Yargıtay 11. Hukuk Dairesi 2020/7213 Esas 2022/1991 Karar Sayılı İlamı

     Özet:

Dava, taşınmaz satımına ilişkin senedin davacı lehine düzenlenmesi ve tapuda devrinin yapılmaması nedeniyle davalıların icra takibine itirazı üzerine açılmıştır. Bononun kefilinin davalılar olduğu, asıl borçlunun ise öldüğü ve takibin mirasçılarını kapsayamayacağı gerekçesiyle davalıların davanın reddini talep ettiği belirtilir. İlk derece mahkemesi, senedin anlaşmaya aykırı doldurulduğunu ancak davalıların bunu ispatlayacak delil sunmadığını tespit ederek davanın kabulüne karar vermiştir. Yapılan istinaf başvurusu reddedilmiş ve temyiz incelemesi sonucunda da kararında isabetsizlik bulunmadığı sonucuna varılarak Bölge Adliye Mahkemesi kararı onanmıştır.
Kanun Maddeleri:
- Hukuk Muhakemeleri Kanunu'nun 353/b-1 maddesi: İstinaf başvurusunun esastan reddi
- Hukuk Muhakemeleri Kanunu'nun 370/1. maddesi: Temyiz isteminin reddi ile kararın onanması
- Hukuk Muhakemeleri Kanunu'nun 372. maddesi: İşlem yapılması için dava dosyasının ilk derece mahkemesine gönderilmesi
11. Hukuk Dairesi         2020/7213 E.  ,  2022/1991 K.

    "İçtihat Metni"

    MAHKEMESİ : BÖLGE ADLİYE MAHKEMESİ 9. HUKUK DAİRESİ

    Taraflar arasında görülen davada Niğde 2. Asliye Hukuk Mahkemesince verilen 22.05.2018 tarih ve 2014/609 E- 2018/101 K. sayılı kararın davalı ... vekili tarafından istinaf edilmesi üzerine, istinaf isteminin esastan reddine dair Adana Bölge Adliye Mahkemesi 9. Hukuk Dairesi'nce verilen 30.12.2019 tarih ve 2018/1621 E- 2019/1481 K. sayılı kararın Yargıtay'ca incelenmesi davalı ... vekili tarafından istenmiş ve temyiz dilekçesinin süresi içinde verildiği anlaşılmış olmakla, dava dosyası için Tetkik Hakimi ... tarafından düzenlenen rapor dinlendikten ve yine dosya içerisindeki dilekçeler, duruşma tutanakları ve tüm belgeler okunup, incelendikten sonra işin gereği görüşülüp, düşünüldü:
    Davacı vekili, davalıların murisinden taşınmaz satın aldığı, zilyetlik teslim edildiği halde tapuda devir yapılmadığı ve teminat olarak dava konusu senedin düzenlenerek davacıya verildiği, satımı yapıldığı iddia edilen taşınmazların davacıya devredilmediği bu nedenle davalı borçlular aleyhine ilamsız icra takibi yapıldığı, borçluların takibe itirazı üzerine takibin borçlular yönünden durdurulmasına karar verildiğini, icra takibine dayanak bonoda borçlu ...'ın davalıların murisi olup davalılardan ...'ın ise kefil sıfatı ile bonoyu imzalamış olduğunu, davalıların haksız olarak icra takibine de itiraz ettiklerini bu nedenlerle kötü niyetli yapılan itirazın iptali ile takibin devamına, davalıların %20'den aşağı olmamak üzere icra inkar tazminatına mahkum edilmelerini talep ve dava etmiştir.

▬▬▬▬▬▬▬▬▬▬

- _Alıştırma 1_: Kayıtlarda "gift" dizesinin geçtiği her satırı döndür. Büyük ve küçük harf farkı dikkate alınsın.
Metin ile kayıtlar birbirinden bağımsız, ayrı malzemelerdir.

▬▬▬▬▬▬▬▬▬▬

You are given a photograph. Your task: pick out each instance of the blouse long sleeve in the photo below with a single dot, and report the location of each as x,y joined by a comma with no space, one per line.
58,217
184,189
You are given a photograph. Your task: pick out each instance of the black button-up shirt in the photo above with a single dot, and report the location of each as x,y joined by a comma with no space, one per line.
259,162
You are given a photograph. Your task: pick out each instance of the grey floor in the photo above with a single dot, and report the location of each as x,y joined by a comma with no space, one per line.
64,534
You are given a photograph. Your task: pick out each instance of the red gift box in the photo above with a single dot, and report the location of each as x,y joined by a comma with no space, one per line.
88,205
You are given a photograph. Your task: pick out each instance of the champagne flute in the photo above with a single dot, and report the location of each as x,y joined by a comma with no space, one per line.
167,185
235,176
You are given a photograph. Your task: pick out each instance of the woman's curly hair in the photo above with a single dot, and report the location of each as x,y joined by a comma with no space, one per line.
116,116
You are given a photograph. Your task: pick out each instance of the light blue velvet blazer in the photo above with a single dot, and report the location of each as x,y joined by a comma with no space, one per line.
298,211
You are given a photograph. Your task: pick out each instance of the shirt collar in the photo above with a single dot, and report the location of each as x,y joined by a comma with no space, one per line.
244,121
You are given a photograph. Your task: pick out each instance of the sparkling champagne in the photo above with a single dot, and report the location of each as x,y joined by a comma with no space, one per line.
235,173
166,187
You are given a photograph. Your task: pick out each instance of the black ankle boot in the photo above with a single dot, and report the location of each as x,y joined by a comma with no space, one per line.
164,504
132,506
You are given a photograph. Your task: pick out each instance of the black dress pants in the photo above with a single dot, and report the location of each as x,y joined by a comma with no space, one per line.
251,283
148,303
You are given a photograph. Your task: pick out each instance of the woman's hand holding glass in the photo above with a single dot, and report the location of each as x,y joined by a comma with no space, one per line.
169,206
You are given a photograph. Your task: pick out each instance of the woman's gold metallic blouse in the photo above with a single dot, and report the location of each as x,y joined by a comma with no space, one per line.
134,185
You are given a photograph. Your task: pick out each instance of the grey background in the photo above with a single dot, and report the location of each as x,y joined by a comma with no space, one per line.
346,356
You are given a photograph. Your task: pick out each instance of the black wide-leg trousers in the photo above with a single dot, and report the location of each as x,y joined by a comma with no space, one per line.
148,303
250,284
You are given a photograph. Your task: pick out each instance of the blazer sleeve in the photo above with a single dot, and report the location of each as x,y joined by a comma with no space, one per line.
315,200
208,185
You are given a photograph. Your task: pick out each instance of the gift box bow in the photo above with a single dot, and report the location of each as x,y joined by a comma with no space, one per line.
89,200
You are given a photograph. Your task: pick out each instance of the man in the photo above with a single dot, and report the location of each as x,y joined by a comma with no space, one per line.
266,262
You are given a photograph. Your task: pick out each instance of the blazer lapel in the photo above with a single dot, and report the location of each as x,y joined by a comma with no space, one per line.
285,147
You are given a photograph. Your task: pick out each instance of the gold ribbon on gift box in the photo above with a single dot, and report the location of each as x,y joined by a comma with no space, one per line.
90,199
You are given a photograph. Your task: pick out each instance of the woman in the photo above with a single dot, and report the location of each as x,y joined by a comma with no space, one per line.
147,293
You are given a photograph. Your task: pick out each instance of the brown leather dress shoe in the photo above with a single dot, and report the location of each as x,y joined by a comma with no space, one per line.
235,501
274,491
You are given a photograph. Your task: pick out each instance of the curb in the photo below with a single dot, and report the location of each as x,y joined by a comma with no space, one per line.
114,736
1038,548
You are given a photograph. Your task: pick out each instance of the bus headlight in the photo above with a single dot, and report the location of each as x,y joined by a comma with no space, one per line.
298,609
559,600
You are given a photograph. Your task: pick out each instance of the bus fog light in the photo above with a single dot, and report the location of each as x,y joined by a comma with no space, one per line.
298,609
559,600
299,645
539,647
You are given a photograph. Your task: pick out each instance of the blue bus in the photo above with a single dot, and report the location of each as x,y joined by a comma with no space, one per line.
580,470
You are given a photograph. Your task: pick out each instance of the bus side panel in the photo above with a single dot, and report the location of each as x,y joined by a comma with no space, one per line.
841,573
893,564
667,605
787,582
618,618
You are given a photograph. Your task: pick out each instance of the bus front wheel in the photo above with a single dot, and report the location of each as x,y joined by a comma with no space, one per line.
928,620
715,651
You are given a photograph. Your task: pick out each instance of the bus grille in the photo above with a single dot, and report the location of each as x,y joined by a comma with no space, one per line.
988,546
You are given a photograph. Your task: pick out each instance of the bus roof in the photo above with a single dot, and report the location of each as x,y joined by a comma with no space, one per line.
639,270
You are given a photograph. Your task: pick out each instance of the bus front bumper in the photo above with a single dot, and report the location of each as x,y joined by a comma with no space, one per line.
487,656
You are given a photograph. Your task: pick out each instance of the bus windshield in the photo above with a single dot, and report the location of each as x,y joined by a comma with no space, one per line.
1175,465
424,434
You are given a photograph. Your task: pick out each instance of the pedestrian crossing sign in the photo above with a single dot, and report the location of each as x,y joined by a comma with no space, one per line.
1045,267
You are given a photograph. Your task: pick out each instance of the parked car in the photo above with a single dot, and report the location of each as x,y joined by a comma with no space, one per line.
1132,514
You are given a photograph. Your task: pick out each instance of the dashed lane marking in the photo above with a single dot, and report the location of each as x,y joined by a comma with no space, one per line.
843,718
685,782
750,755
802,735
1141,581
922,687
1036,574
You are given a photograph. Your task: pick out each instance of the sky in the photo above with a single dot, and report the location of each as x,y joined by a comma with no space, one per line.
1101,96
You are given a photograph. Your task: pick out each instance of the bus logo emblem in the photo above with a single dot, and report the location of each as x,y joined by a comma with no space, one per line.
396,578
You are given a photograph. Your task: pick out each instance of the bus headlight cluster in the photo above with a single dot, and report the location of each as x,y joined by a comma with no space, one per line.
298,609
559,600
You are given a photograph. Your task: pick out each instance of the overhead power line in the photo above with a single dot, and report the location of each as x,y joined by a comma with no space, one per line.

▬▬▬▬▬▬▬▬▬▬

- _Alıştırma 2_: Metindeki şu cümleyi İngilizceye çevir: "Dava, taşınmaz satımına ilişkin senedin davacı lehine düzenlenmesi ve tapuda devrinin yapılmaması nedeniyle davalıların icra takibine itirazı üzerine açılmıştır."

- _Cevap 1_:
You are given a photograph. Your task: pick out each instance of the red gift box in the photo above with a single dot, and report the location of each as x,y joined by a comma with no space, one per line.
You are given a photograph. Your task: pick out each instance of the gift box bow in the photo above with a single dot, and report the location of each as x,y joined by a comma with no space, one per line.
You are given a photograph. Your task: pick out each instance of the gold ribbon on gift box in the photo above with a single dot, and report the location of each as x,y joined by a comma with no space, one per line.

- _Cevap 2_: The lawsuit was filed upon the defendants' objection to the enforcement proceedings, which arose because the note relating to the sale of real property had been issued in favor of the plaintiff and the transfer had not been made in the land registry.